* **WHAT THE TASK REQUIRES**: Each entry in the block below needs to be copied out exactly.

* **GIVEN RECORDS**:
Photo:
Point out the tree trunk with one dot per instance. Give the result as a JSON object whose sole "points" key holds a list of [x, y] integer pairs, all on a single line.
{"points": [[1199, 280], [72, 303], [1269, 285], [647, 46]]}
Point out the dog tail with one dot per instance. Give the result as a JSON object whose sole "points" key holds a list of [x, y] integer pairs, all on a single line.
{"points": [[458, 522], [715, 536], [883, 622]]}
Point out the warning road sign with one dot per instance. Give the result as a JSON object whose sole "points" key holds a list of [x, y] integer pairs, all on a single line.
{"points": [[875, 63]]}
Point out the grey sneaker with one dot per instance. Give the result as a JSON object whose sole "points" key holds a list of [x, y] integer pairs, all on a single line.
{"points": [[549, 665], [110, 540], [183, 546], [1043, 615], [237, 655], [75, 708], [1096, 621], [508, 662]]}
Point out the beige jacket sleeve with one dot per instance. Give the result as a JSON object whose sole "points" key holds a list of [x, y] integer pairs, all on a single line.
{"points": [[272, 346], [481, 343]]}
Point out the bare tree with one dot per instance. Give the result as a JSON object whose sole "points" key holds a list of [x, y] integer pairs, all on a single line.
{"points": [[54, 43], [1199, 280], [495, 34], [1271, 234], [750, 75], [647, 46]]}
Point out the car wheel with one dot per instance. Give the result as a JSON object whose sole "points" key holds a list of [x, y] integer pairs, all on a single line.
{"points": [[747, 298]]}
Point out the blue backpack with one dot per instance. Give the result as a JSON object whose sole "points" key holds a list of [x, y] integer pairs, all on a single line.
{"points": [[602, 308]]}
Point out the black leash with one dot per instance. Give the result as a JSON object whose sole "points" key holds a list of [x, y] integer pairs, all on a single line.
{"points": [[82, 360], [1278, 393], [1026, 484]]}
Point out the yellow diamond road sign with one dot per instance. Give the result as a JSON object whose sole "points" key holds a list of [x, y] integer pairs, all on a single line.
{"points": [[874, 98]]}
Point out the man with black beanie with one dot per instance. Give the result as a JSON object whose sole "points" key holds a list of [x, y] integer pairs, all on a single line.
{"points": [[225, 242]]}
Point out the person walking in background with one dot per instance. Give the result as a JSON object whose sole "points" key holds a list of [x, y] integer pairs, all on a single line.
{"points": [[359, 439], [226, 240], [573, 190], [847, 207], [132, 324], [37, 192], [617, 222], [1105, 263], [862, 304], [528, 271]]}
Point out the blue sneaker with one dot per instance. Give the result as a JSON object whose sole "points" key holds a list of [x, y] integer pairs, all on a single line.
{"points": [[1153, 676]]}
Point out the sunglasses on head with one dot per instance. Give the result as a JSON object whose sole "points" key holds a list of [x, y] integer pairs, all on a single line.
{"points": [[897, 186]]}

* **EXPECTED ANSWER**:
Photo:
Point out the tree trunk with one dot per instance. Give the result as a JSON object whose sole "points" key holds a list of [x, y] integer pairs, all on a single line.
{"points": [[1199, 280], [72, 303], [1269, 285], [647, 46]]}
Point out the dog tail with one dot per instance. Give the result as a JSON object whose sole "points" key holds a list of [x, y] integer pairs, all on a single line.
{"points": [[458, 522], [715, 536], [883, 622]]}
Point out the warning road sign with one dot per instance. Give the result as a JSON object whose sole "points" key holds a list of [x, y] integer pairs, all on a single line.
{"points": [[875, 63]]}
Point out the grey sneaker with one dot per instance. Give the result as a JSON object whose sole "points" key holds a list of [x, y] integer pairs, all on a single line.
{"points": [[549, 665], [110, 540], [183, 546], [1043, 615], [237, 655], [75, 708], [1096, 621], [508, 662]]}
Point out the beige jacket sleeve with one dot per instance. Give the result as a JSON object whose sole "points" key holds a list of [x, y] integer pairs, all on a single line.
{"points": [[272, 346], [481, 343]]}
Point out the bare tree with one dot per instance. Give the result as a JSON object whose sole "points" key holds a list of [x, y] integer pairs, all on a single line.
{"points": [[54, 43], [1199, 280], [495, 34], [1271, 234], [750, 75], [647, 46]]}
Point out the car wheel with one dot per instance. Give the result as a JSON object whose sole "points" key holds a list of [x, y] integer pairs, all on a single line.
{"points": [[747, 298]]}
Point out the blue backpack with one dot per instance. Give the result as a JSON object whose sole "points" key holds a list of [x, y] integer pairs, all on a single line.
{"points": [[602, 308]]}
Point out the black leash with one dot per instance. Give the result as a JSON object whose sole "points" key holds a list of [x, y] integer pairs, all on a single line.
{"points": [[82, 360], [1278, 393], [1026, 484]]}
Point out the yellow diamond road sign with one dot per instance. Give the result as a JSON object whose sole "points" key holds a list of [x, y] integer pairs, all on a single line.
{"points": [[874, 98]]}
Point out the man with black beanie with one dot per instance. Give the result as a JSON object whose sole "points" key holds a list of [x, y] integer pairs, all on a single line.
{"points": [[225, 242]]}
Point out the person walking in background with one dot per instance. Give the result as a JSON object whose sole "points" key holds a list of [x, y] integer pairs, all on a single line.
{"points": [[359, 439], [226, 240], [573, 190], [847, 207], [132, 324], [37, 192], [617, 222], [1105, 263], [862, 304], [528, 271]]}
Point out the blue sneaker with one dot per instance. Give the result as a JSON object whose sole "points" key holds a list of [x, y] integer pairs, all on a single line.
{"points": [[1153, 676]]}
Point out the sunglasses on head with one dot per instance. Give the result as a JSON object whose sole "points" key holds a list of [x, y] integer pairs, all on a single line.
{"points": [[897, 186]]}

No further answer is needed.